## WRITTEN REQUEST
Count the lines in the rows below that contain the word "cloud", and give only that number.

## INPUT FOR THIS TASK
◆ ◆ ◆ ◆ ◆

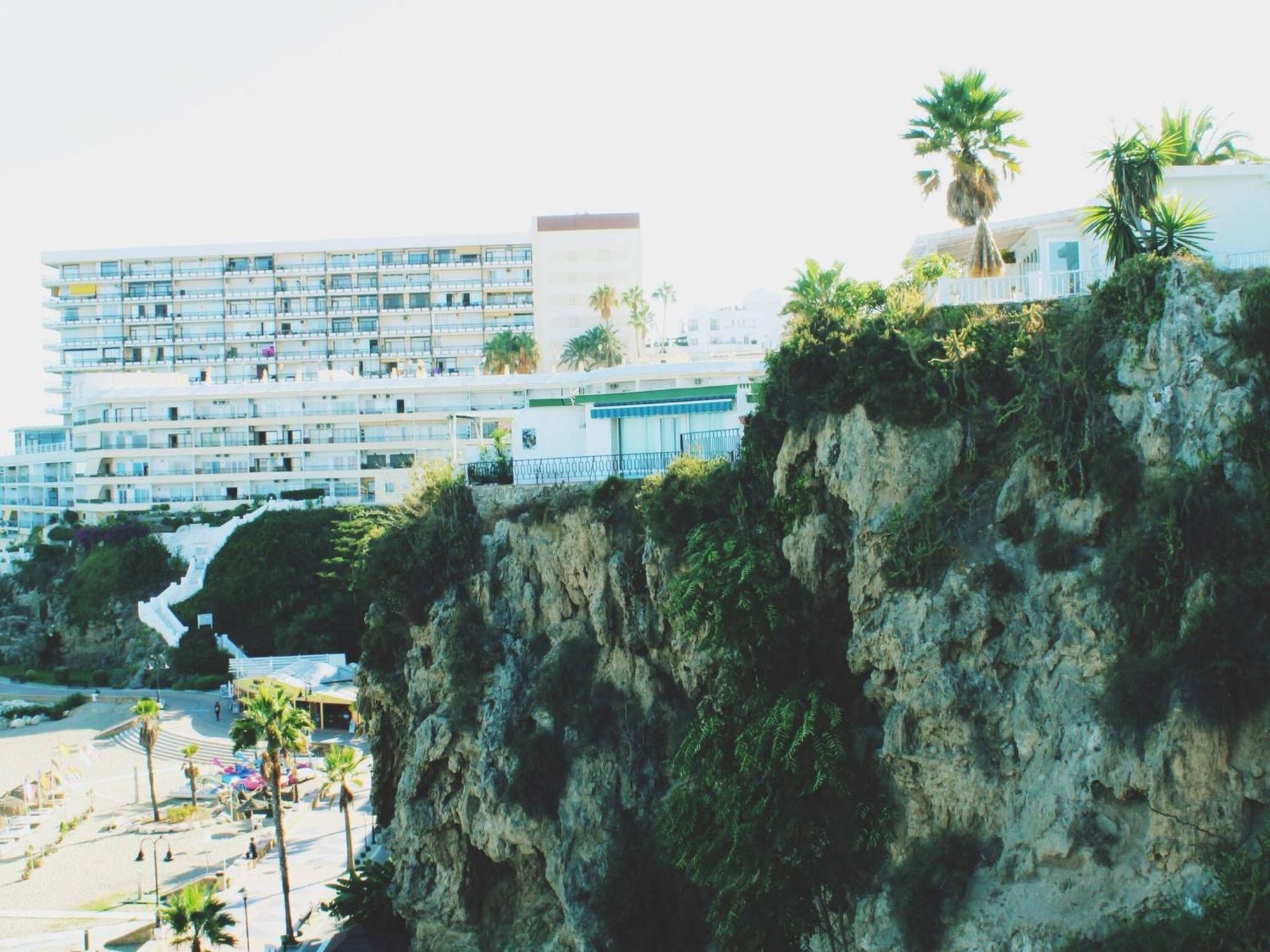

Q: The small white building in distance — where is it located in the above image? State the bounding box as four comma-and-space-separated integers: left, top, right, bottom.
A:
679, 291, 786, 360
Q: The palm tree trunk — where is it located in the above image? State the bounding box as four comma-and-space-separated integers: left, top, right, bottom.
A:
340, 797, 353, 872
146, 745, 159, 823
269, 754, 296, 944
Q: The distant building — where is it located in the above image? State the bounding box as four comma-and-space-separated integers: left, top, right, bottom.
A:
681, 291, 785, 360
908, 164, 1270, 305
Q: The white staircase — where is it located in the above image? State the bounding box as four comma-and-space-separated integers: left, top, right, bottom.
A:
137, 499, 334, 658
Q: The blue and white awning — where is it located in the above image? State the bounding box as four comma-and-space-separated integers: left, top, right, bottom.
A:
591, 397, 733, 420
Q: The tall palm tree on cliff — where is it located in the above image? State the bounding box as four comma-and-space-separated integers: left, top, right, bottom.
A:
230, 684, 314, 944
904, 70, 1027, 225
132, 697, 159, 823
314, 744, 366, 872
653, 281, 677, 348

◆ ◆ ◆ ◆ ◆

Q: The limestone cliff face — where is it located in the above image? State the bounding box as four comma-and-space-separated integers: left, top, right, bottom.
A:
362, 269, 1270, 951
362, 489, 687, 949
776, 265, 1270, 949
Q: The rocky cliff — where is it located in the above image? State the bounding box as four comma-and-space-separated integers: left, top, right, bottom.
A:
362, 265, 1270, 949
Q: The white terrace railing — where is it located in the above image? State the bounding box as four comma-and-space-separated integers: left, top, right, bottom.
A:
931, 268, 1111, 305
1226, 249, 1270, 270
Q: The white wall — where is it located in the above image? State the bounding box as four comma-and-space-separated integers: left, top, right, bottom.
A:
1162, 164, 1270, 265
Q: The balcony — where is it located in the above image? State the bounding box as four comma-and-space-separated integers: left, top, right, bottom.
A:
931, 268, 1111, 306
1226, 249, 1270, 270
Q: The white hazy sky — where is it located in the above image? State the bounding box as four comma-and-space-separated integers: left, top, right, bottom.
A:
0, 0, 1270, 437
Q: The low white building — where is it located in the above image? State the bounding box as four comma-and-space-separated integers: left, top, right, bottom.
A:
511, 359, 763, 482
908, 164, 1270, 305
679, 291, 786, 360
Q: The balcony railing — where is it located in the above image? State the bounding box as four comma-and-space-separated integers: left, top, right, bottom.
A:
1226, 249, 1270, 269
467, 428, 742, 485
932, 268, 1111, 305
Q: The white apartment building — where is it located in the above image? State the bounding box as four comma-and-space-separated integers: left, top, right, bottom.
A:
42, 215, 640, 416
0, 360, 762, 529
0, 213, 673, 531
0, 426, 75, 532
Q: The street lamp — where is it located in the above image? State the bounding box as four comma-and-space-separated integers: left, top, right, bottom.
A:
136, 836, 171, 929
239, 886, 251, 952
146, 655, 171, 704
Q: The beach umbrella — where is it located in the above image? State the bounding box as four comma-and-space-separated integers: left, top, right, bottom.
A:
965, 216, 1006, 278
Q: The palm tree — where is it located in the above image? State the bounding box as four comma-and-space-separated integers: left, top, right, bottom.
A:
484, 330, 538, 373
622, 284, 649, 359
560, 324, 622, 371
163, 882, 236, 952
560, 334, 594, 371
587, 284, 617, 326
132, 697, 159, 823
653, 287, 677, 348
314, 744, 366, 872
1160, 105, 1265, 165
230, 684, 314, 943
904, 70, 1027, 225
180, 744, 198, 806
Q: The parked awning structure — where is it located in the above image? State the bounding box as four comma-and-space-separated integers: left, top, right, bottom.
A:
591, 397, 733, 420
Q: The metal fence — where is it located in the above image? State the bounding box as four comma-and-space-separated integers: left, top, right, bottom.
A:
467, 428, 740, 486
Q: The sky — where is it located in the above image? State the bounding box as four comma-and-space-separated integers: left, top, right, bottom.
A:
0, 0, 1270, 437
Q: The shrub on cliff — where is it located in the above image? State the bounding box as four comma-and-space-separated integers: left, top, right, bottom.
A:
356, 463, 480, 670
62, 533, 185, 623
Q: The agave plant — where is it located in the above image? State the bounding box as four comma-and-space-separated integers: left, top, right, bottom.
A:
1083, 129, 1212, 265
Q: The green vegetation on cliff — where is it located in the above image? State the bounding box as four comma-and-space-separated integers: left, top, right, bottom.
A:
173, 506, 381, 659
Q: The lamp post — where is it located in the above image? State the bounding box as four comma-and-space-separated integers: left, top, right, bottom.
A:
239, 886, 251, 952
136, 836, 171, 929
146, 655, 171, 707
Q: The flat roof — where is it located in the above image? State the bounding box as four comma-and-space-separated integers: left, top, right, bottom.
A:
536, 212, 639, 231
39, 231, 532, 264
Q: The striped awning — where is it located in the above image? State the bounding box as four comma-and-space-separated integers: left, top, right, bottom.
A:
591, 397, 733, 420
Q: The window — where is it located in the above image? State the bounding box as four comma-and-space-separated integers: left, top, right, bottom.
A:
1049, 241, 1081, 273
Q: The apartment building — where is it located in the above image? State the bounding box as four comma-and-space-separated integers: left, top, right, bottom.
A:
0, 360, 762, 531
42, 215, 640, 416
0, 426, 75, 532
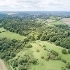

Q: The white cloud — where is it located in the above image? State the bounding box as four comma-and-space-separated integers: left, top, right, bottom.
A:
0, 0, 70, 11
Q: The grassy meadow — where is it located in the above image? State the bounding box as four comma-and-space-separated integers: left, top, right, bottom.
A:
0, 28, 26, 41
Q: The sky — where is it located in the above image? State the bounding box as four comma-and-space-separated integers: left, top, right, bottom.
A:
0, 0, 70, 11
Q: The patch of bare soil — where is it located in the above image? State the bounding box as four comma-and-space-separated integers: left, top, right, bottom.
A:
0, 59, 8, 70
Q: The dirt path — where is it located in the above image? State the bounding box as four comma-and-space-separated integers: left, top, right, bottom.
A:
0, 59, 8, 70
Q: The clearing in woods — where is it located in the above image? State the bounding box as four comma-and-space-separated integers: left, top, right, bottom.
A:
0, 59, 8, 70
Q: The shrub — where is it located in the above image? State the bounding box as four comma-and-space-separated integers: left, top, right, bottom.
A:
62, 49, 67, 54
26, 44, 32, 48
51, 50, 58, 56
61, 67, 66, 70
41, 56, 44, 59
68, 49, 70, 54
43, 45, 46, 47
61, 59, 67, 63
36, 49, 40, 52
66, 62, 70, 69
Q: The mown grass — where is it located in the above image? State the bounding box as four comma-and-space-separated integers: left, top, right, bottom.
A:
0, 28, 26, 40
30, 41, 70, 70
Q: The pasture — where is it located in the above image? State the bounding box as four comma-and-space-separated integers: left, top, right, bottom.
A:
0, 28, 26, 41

◆ ◆ ◆ ◆ ◆

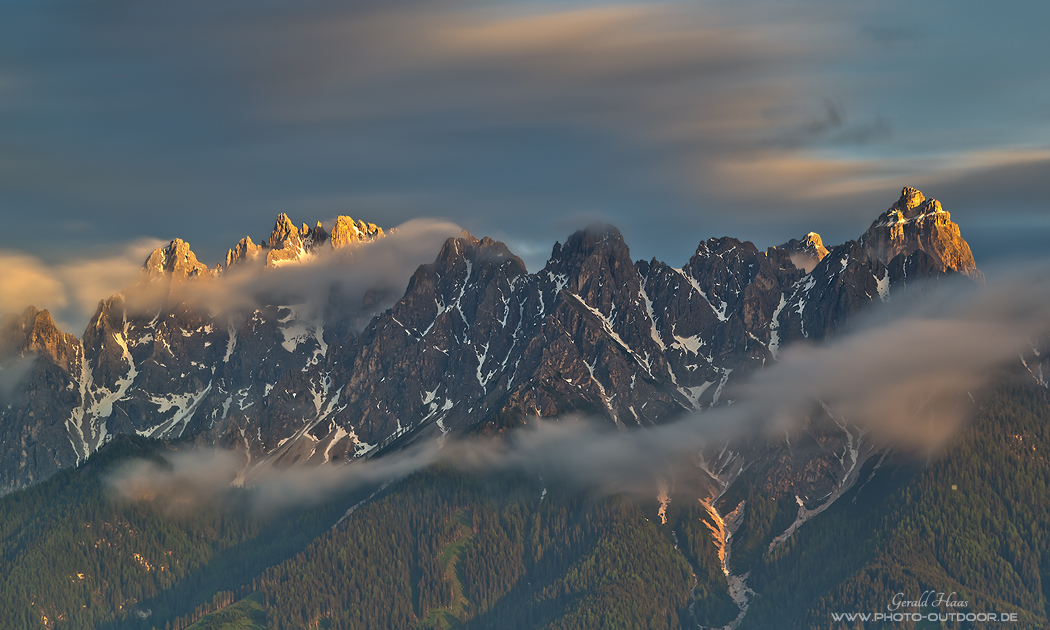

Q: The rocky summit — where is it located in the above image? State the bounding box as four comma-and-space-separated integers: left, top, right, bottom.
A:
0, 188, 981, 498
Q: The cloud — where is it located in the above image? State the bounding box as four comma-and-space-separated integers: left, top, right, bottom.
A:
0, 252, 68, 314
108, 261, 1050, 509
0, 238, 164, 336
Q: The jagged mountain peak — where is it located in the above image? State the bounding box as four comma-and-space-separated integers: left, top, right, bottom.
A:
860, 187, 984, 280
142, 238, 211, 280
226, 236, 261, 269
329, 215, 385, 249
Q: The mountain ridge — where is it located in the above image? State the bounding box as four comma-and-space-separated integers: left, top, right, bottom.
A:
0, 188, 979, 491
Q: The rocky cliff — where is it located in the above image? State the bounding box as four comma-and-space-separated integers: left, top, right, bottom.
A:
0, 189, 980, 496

◆ ◆ ◆ ◆ ◆

## SOLUTION TO THIS TASK
2